● Exercise directions:
Collect every line from the records below that contains the word "trunk".

Start of Material

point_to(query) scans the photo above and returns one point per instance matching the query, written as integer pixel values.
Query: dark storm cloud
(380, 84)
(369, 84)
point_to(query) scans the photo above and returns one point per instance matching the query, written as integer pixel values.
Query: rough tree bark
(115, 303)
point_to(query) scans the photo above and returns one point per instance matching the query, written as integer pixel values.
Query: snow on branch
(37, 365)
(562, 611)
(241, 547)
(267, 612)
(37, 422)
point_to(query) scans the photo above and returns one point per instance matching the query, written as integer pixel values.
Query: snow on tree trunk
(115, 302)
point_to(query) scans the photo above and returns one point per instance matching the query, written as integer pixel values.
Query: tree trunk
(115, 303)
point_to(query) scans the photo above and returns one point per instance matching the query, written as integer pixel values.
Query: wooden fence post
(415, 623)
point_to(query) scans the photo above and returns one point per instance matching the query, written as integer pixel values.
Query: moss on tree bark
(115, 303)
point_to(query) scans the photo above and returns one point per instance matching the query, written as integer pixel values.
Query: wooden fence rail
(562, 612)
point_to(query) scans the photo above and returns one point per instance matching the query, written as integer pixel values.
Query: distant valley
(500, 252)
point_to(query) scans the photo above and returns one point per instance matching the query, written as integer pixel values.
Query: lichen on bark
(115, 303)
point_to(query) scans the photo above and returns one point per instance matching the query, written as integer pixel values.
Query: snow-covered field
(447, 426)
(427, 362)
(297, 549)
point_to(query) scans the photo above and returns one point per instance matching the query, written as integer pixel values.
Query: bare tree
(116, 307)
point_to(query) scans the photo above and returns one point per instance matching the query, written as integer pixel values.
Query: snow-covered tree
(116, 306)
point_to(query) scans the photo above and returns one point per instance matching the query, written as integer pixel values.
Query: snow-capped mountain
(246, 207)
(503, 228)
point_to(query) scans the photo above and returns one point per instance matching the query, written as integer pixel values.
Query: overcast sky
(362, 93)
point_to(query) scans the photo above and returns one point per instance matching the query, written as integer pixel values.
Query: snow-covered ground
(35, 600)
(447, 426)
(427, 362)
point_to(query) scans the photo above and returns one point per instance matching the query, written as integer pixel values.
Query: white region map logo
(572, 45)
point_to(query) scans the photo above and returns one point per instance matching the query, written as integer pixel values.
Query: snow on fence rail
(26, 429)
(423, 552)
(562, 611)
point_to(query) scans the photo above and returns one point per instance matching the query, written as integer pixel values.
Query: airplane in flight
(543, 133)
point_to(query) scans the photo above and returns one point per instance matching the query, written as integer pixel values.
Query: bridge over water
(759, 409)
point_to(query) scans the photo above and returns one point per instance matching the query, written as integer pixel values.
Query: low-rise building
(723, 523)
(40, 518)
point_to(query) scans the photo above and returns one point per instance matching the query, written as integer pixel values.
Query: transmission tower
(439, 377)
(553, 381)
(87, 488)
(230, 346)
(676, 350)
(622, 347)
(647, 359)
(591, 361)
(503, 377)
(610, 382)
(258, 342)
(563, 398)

End of Material

● Task output:
Query: snow on tree trunk
Query: tree trunk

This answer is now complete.